MATERIALS PROVIDED below:

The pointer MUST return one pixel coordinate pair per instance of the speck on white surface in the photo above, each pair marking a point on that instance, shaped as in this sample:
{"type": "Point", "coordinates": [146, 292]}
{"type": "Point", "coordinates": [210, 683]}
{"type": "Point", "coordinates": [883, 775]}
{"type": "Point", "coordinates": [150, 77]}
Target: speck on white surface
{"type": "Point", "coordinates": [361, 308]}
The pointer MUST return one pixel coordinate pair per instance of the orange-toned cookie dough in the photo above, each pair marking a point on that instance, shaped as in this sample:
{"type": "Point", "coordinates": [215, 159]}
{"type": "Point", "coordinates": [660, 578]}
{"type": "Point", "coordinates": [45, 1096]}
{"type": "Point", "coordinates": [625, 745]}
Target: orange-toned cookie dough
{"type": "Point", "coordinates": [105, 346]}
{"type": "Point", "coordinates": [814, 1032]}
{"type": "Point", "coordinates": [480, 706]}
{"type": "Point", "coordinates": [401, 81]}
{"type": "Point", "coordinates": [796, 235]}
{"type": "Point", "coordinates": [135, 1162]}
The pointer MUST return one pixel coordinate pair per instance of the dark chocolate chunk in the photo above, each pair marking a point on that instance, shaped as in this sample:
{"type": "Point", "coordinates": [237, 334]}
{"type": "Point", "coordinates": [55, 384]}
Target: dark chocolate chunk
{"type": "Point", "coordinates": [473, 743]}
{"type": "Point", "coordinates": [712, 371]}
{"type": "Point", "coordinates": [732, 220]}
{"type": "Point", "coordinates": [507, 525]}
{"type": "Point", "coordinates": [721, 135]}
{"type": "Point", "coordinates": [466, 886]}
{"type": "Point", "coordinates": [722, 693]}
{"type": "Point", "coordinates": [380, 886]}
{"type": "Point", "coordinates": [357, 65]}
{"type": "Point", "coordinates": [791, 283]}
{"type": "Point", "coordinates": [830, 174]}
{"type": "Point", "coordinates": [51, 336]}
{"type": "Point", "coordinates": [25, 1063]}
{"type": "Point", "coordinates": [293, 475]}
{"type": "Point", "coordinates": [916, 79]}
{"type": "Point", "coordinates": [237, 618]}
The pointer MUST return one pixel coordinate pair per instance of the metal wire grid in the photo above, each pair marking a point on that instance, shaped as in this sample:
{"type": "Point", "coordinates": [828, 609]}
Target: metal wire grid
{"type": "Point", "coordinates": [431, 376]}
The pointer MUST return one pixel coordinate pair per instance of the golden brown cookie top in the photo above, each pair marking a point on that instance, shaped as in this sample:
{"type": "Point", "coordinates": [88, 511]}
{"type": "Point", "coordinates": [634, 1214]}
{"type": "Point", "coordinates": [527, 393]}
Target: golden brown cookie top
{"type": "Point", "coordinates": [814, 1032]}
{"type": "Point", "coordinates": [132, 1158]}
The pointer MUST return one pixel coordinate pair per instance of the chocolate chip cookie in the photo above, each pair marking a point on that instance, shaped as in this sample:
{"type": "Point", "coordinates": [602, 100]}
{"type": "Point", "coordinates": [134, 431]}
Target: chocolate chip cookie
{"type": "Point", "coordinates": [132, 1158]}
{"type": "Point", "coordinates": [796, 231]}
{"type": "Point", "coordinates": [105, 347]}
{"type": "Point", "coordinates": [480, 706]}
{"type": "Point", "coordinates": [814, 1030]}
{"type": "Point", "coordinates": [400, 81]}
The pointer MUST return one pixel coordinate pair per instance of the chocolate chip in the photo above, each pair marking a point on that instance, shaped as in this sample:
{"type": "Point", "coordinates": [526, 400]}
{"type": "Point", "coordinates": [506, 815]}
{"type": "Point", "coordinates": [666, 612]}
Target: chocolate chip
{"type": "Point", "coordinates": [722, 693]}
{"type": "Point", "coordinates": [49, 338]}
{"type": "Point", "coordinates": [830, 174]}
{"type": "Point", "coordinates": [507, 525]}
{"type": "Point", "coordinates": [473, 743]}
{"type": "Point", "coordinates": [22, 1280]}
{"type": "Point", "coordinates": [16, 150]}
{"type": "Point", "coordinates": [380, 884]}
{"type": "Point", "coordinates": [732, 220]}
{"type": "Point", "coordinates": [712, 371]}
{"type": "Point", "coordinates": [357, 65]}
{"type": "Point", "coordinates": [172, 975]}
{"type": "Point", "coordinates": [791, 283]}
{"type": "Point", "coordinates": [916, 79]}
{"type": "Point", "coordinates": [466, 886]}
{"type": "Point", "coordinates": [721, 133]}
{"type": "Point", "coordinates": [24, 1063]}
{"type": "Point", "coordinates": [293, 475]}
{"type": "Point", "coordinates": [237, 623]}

End of MATERIALS PROVIDED.

Every record should be output precisely as it was given.

The pointer MUST return one pixel coordinate pair per instance of the speck on white surface in the photo above, each pair marking a point on that instance, shaped as in this sample:
{"type": "Point", "coordinates": [146, 292]}
{"type": "Point", "coordinates": [210, 683]}
{"type": "Point", "coordinates": [883, 775]}
{"type": "Point", "coordinates": [150, 77]}
Target: speck on white surface
{"type": "Point", "coordinates": [361, 308]}
The pointer MUST return one pixel coordinate pair per instance of the orange-toned cookie dough in the photo above, each pair marking a point on that instance, shaped as in this sample:
{"type": "Point", "coordinates": [215, 159]}
{"type": "Point", "coordinates": [660, 578]}
{"type": "Point", "coordinates": [45, 1096]}
{"type": "Point", "coordinates": [625, 745]}
Target: orange-toned cookie dough
{"type": "Point", "coordinates": [105, 346]}
{"type": "Point", "coordinates": [814, 1032]}
{"type": "Point", "coordinates": [480, 706]}
{"type": "Point", "coordinates": [401, 81]}
{"type": "Point", "coordinates": [796, 235]}
{"type": "Point", "coordinates": [135, 1162]}
The pointer MUST return one pixel coordinate pair per instance of the dark chocolate chunk in the photo above, each pair marking a point on that instance, shaped as in this sample:
{"type": "Point", "coordinates": [237, 334]}
{"type": "Point", "coordinates": [55, 384]}
Target: dark chocolate chunk
{"type": "Point", "coordinates": [473, 743]}
{"type": "Point", "coordinates": [712, 371]}
{"type": "Point", "coordinates": [732, 220]}
{"type": "Point", "coordinates": [507, 525]}
{"type": "Point", "coordinates": [721, 135]}
{"type": "Point", "coordinates": [466, 886]}
{"type": "Point", "coordinates": [722, 693]}
{"type": "Point", "coordinates": [380, 886]}
{"type": "Point", "coordinates": [357, 65]}
{"type": "Point", "coordinates": [791, 283]}
{"type": "Point", "coordinates": [830, 174]}
{"type": "Point", "coordinates": [51, 336]}
{"type": "Point", "coordinates": [25, 1063]}
{"type": "Point", "coordinates": [293, 475]}
{"type": "Point", "coordinates": [916, 79]}
{"type": "Point", "coordinates": [237, 618]}
The pointer MUST return one pixel coordinate pair per instance of the metal wire grid in the photo above, each pair marking a point on that instance, shaped as in this sample:
{"type": "Point", "coordinates": [828, 609]}
Target: metal wire grid
{"type": "Point", "coordinates": [431, 376]}
The pointer MUST return one pixel coordinate pair per instance of the golden brown cookie top in the photo above, each pair marking a point on that instance, shaped as in this sample:
{"type": "Point", "coordinates": [88, 511]}
{"type": "Point", "coordinates": [634, 1214]}
{"type": "Point", "coordinates": [527, 393]}
Target: golden brown cookie top
{"type": "Point", "coordinates": [814, 1032]}
{"type": "Point", "coordinates": [132, 1158]}
The pointer MUST return one pixel coordinate pair per instance of the chocolate chip cookie in the photo above, each pair marking a point on that instance, shaped as in this sample:
{"type": "Point", "coordinates": [602, 100]}
{"type": "Point", "coordinates": [134, 431]}
Target: chocolate chip cookie
{"type": "Point", "coordinates": [132, 1158]}
{"type": "Point", "coordinates": [796, 231]}
{"type": "Point", "coordinates": [105, 347]}
{"type": "Point", "coordinates": [480, 706]}
{"type": "Point", "coordinates": [814, 1030]}
{"type": "Point", "coordinates": [400, 81]}
The pointer MUST return one pixel coordinate pair per instance of the chocolate chip in the photo above, each pair marking a point on that instance, shaped as in this sample:
{"type": "Point", "coordinates": [526, 400]}
{"type": "Point", "coordinates": [506, 815]}
{"type": "Point", "coordinates": [666, 612]}
Target: chocolate chip
{"type": "Point", "coordinates": [722, 693]}
{"type": "Point", "coordinates": [49, 338]}
{"type": "Point", "coordinates": [830, 174]}
{"type": "Point", "coordinates": [507, 525]}
{"type": "Point", "coordinates": [473, 743]}
{"type": "Point", "coordinates": [22, 1280]}
{"type": "Point", "coordinates": [16, 150]}
{"type": "Point", "coordinates": [380, 884]}
{"type": "Point", "coordinates": [732, 220]}
{"type": "Point", "coordinates": [712, 371]}
{"type": "Point", "coordinates": [357, 65]}
{"type": "Point", "coordinates": [172, 975]}
{"type": "Point", "coordinates": [791, 283]}
{"type": "Point", "coordinates": [916, 79]}
{"type": "Point", "coordinates": [466, 886]}
{"type": "Point", "coordinates": [721, 133]}
{"type": "Point", "coordinates": [24, 1063]}
{"type": "Point", "coordinates": [293, 475]}
{"type": "Point", "coordinates": [237, 623]}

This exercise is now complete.